- **Task instructions**: Give every line of the records below as a Markdown table with two columns, Row and Line. Number each line, skip any blank lines, and leave the pictures out.

- **Items listed in a dataset**:
>>>>>
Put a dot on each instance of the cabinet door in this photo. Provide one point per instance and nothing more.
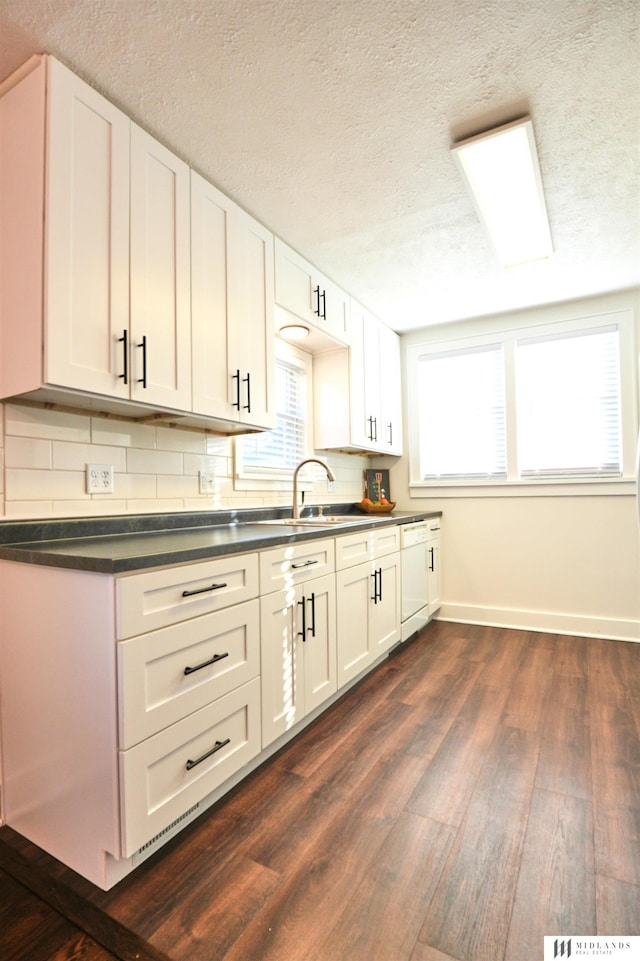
(319, 640)
(251, 339)
(210, 215)
(354, 593)
(305, 292)
(434, 573)
(87, 237)
(160, 328)
(385, 609)
(390, 431)
(281, 660)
<<<<<
- **The output**:
| Row | Line |
|---|---|
| 1 | Put a dot on each instance of the cabinet door in this photo. Provide one point per instance and nothing more. |
| 2 | (319, 640) |
| 3 | (251, 339) |
| 4 | (210, 215) |
| 5 | (354, 593) |
| 6 | (305, 292) |
| 7 | (434, 573) |
| 8 | (87, 237) |
| 9 | (160, 328) |
| 10 | (385, 609) |
| 11 | (390, 431) |
| 12 | (281, 660) |